*Request 1*. Turn the records from their first line through the line containing "box: [161, 171, 184, 220]" into a numbered list, with blank lines left out.

*Passage*.
● ● ● ● ●
Oscillators can be considered an Objective form of pattern recognition. Whereas Traditional bar chart patterns can be considered a Subjective form of pattern recognition.

What do you think? Any discussion would be interesting to have.
 
To be objective it must be known in advance.

Objective pattern recognition techniques must be purely derived
from mathematical components or sequence of components. It is the
only way you can test whether it’s objective or not.

In sense she is right, because she hasn’t defined what traditional
charts patterns are so they would have to be classified as subjective.

However, in my opinion Oscillators on their own are also subjective,
unless she is always selling the tops or buying the bottoms to validate
her argument:- Profit & Loss
 
To be objective it must be known in advance.

Objective pattern recognition techniques must be purely derived
from mathematical components or sequence of components. It is the
only way you can test whether it’s objective or not.

In sense she is right, because she hasn’t defined what traditional
charts patterns are so they would have to be classified as subjective.

However, in my opinion Oscillators on their own are also subjective,
unless she is always selling the tops or buying the bottoms to validate
her argument:- Profit & Loss
Good reply Frank and thanks for the reply.

Other than buying bottoms and selling tops oscillators are subjective?
 
Subjective:- As a stand alone tool I would say yes because it hasn’t
been explained how it’s used.

Objective:- As part of a trading plan I would say no, if a secondary tool
was used.

For example: - the lower channel could be seen as subjective if buying on
it’s own, but verifying the pattern with a minor breakout set-up would
be objective.

At least the pattern can be tested to see whether it works or not
 
Um, I might have the wrong end of the stick here, but she might simply be talking about the value returned, rather than the application.

Oscillators are objective, because they have clear definitions. Different traders will get the exact same result from an RSI or Stochastic. They might respond in different (subjective?) ways, but the actual value returned is objective. It's given by the numbers.

A lot of charting is subjective because it's up to the trader to identify the patterns. Is that a flag? Is that an EW pattern? Different traders will get wildly divergent readings from the same data, even if they're using the same method and looking for the same thing.

That's what I would have assumed, anyway.
● ● ● ● ●
*Task inputs*.
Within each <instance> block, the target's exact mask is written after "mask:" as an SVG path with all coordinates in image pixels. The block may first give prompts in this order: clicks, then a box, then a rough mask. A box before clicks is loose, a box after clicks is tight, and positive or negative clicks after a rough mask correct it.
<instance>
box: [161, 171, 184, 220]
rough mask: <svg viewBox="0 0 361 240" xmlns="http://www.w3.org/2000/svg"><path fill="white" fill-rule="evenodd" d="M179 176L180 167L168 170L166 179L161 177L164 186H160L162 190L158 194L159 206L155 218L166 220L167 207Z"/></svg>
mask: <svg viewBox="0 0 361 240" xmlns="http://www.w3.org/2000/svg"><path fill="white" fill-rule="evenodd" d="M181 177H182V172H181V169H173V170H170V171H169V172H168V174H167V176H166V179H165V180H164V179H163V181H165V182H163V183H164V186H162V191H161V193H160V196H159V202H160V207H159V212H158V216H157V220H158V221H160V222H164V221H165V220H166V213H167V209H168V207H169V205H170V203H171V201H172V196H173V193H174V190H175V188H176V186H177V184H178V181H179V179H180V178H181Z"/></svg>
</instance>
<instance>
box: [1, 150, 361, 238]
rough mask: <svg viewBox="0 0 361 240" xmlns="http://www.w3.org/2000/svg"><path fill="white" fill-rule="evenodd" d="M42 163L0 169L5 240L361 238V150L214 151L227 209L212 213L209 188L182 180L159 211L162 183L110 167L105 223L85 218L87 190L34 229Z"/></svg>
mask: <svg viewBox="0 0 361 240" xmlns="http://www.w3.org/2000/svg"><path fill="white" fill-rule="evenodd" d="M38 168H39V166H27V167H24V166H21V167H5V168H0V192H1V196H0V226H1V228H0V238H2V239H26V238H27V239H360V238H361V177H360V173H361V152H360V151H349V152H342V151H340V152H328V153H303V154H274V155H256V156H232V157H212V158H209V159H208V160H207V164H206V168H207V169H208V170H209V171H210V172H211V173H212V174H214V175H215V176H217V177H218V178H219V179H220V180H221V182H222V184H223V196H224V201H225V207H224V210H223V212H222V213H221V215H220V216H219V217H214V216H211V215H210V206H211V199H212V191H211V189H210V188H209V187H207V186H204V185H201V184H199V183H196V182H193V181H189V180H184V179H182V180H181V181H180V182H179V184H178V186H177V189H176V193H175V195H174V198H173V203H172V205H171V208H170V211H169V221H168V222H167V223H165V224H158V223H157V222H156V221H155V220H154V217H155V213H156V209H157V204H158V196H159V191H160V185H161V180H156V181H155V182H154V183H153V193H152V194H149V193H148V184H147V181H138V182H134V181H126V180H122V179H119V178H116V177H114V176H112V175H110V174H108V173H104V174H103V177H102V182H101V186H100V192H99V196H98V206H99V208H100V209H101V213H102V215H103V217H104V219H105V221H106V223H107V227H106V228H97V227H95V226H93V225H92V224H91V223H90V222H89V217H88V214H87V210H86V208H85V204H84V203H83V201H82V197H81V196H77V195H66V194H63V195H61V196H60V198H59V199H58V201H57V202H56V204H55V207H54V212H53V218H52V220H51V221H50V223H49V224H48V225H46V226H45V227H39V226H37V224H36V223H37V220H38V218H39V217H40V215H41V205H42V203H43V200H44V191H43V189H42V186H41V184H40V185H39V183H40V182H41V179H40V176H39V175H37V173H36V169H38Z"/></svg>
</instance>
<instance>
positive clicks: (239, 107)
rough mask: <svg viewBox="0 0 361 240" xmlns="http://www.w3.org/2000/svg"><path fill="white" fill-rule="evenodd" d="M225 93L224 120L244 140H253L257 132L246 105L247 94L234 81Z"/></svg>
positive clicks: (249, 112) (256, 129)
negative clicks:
● ● ● ● ●
*Request 2*. Quote every sentence in the oscillator discussion that ends with a question mark.

*Result 1*.
1. Within each <instance> block, the target's exact mask is written after "mask:" as an SVG path with all coordinates in image pixels. The block may first give prompts in this order: clicks, then a box, then a rough mask. A box before clicks is loose, a box after clicks is tight, and positive or negative clicks after a rough mask correct it.
2. <instance>
3. box: [161, 171, 184, 220]

*Result 2*.
1. What do you think?
2. Other than buying bottoms and selling tops oscillators are subjective?
3. Is that a flag?
4. Is that an EW pattern?